TASK REQUIREMENTS: Copy every one of the records below word for word, changing nothing in any line.

MATERIAL PROVIDED:
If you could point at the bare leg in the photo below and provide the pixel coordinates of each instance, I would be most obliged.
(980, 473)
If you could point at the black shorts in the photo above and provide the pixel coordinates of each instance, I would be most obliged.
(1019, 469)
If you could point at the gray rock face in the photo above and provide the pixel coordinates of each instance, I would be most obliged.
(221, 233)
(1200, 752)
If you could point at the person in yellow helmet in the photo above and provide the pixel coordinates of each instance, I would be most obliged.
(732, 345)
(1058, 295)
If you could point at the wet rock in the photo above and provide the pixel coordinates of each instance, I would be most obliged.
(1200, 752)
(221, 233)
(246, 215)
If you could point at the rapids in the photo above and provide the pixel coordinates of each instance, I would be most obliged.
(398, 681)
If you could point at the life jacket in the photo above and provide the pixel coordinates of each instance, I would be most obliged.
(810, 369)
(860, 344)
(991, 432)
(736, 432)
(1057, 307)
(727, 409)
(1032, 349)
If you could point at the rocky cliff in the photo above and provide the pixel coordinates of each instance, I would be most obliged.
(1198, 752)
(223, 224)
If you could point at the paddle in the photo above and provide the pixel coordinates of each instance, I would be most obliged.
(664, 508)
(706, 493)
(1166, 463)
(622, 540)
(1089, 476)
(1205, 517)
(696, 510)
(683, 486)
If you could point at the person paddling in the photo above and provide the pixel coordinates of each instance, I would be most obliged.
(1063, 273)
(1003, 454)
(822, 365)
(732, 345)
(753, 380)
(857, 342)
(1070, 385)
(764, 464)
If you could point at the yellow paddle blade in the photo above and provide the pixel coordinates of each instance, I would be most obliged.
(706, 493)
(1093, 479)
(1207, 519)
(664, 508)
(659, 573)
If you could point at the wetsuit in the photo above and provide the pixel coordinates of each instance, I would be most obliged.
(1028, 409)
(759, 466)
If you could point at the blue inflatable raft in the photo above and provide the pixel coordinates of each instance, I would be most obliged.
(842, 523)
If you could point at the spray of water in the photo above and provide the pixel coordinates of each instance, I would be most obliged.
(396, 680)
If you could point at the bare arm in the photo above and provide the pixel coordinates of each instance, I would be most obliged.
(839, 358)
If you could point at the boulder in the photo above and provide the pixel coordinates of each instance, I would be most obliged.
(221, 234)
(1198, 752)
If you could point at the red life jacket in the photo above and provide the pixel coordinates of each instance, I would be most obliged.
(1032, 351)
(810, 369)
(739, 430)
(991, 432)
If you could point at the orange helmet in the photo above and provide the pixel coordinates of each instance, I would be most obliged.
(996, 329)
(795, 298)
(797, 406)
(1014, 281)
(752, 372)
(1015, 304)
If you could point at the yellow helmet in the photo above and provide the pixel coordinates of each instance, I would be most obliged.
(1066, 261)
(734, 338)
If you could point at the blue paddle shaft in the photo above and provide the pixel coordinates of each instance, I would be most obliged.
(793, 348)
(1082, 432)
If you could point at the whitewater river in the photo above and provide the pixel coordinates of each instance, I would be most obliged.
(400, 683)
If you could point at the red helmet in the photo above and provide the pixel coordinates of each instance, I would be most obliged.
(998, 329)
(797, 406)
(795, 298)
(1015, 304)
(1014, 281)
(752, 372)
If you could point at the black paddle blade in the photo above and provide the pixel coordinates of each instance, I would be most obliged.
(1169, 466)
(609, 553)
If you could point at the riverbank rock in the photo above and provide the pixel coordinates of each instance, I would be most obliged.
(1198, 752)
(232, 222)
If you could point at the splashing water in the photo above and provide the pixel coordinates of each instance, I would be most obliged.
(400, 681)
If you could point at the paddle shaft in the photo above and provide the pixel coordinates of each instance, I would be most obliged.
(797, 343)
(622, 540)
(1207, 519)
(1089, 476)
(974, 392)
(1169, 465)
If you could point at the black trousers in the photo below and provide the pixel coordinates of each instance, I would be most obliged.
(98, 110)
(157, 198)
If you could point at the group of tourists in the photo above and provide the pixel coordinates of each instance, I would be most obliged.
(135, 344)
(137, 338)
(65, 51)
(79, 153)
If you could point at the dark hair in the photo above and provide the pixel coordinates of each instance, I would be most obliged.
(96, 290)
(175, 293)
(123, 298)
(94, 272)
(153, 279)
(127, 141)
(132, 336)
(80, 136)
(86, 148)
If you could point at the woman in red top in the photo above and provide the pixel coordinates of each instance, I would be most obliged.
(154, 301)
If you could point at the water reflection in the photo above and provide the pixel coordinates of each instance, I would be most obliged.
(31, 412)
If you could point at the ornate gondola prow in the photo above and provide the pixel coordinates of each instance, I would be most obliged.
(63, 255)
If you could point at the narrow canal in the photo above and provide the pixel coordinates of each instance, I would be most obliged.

FINAL RESULT:
If you could point at the bare leg in the photo below and provide the pixel coordinates of each instance, I would be most obliged.
(980, 473)
If you could point at the black shorts in the photo above and provide the pixel coordinates of each instance, I would be most obliged.
(1019, 469)
If you could point at the gray rock face in the photo above and provide the pixel coordinates of each instance, I would be most obliged.
(221, 233)
(1200, 752)
If you could point at the person in yellow helmet in the photo above and provide the pixel coordinates of each instance, I would be most obliged.
(732, 345)
(1058, 295)
If you could point at the wet rock in the photo above and provide the pixel coordinates of each instance, I would be most obliged.
(1200, 752)
(221, 233)
(246, 215)
If you could point at the rapids in the photo above and provide the pixel coordinates of each instance, I would be most obliged.
(398, 681)
If you could point at the life jacket in the photo above and provide the pixel coordinates of each instance, I would be most obliged.
(810, 369)
(860, 344)
(991, 432)
(736, 432)
(1057, 307)
(727, 409)
(1032, 349)
If you could point at the rocky cliff in the photo above and provide the pixel coordinates of each instance, I would be most obliged.
(1198, 752)
(223, 224)
If you could point at the paddle in the photo above and provide the pixel coordinates of each instance, I would be most obliged.
(664, 508)
(706, 493)
(1166, 463)
(622, 540)
(1089, 476)
(1205, 517)
(696, 510)
(683, 486)
If you could point at the person paddling in the photo above and provide the pixel coordinates of each instance, I would be most obliged.
(1063, 273)
(1003, 454)
(822, 365)
(732, 345)
(753, 380)
(857, 342)
(1070, 385)
(764, 464)
If you could point at the yellow paddle blade in the photo above and provide the pixel coordinates of each instance, I would be most obliged.
(706, 493)
(1093, 479)
(1207, 519)
(664, 508)
(659, 573)
If you could point at the wetsuit in the photo above and provide the pixel coordinates of each instance, I would be most obliged.
(1028, 409)
(759, 466)
If you could point at the blue inflatable raft in the photo above and provide the pixel coordinates of each instance, I would be most obliged.
(842, 523)
If you could point at the spray of water in the photo above and provide the pixel coordinates of each instance, I would be most obliged.
(396, 680)
If you could point at the bare arm in the photo above and provide the pixel coordinates of each instance, I would be most obliged.
(839, 358)
If you could point at the boulder in the photo above and provide the pixel coordinates of each instance, I would be most obliged.
(221, 234)
(1198, 752)
If you could point at the red life jacket in the photo above and provide the pixel coordinates of each instance, I would be most obliged.
(1032, 351)
(810, 369)
(739, 430)
(991, 432)
If you could point at the orange helmet in the photo above and provide the pixel coordinates of each instance, I would be most obliged.
(996, 329)
(795, 298)
(797, 406)
(1014, 281)
(752, 372)
(1015, 304)
If you could point at the yellow helmet in the photo above and provide the pixel coordinates of each instance, I would be most obliged.
(1066, 261)
(734, 338)
If you could point at the blue paddle shaft in the photo above and provide the pixel coordinates of each instance, I would be most obliged.
(793, 348)
(1082, 432)
If you could point at the whitewater river in the photo above and provide the pixel coordinates of each instance, I would be most obliged.
(400, 683)
If you could point at the red helmet in the photo above and provide the pixel coordinates of each instance, I would be most obliged.
(998, 329)
(797, 406)
(795, 298)
(1015, 304)
(1014, 281)
(752, 372)
If you could point at the black paddle blade in the photo above and provide the pixel coordinates of each instance, I would be most obliged.
(1169, 466)
(609, 553)
If you could point at the riverbank rock in the photo above and provide the pixel coordinates of each instance, I would be most obliged.
(1198, 752)
(232, 222)
If you could point at the splashing water in the photo above and provide the pixel coordinates of each instance, I would be most obliged.
(400, 681)
If you could point at the paddle shaft in the photo above and provide the pixel coordinates of each instance, I would be most obliged.
(797, 343)
(622, 540)
(1207, 519)
(1089, 476)
(974, 392)
(1169, 465)
If you could point at the black trousers in the photo below and provide the pixel coordinates of each instance, I would be most obliged.
(98, 110)
(157, 198)
If you could point at the group of tourists in the photo above and provide the pixel coordinates of each instance, I would be most obliged.
(135, 344)
(137, 338)
(65, 51)
(79, 153)
If you could point at the dark hair in the photo above and provide the pixel coordinates of each instance, I would be most obliged.
(96, 290)
(175, 293)
(123, 298)
(94, 272)
(153, 279)
(127, 141)
(132, 336)
(80, 136)
(86, 148)
If you could point at the woman in red top in the photo above and provide the pixel coordinates of each instance, I would be most obliged.
(154, 301)
If you could point at the water reflection in the photo above and provide the pixel coordinates of each instance, I would be most obliged.
(31, 412)
If you could point at the ornate gondola prow in the photo above and provide the pixel coordinates of each instance, I would be most obliged.
(63, 255)
If you could point at the narrow canal in the photo above and provide the pixel coordinates of each instance, I would be most obliged.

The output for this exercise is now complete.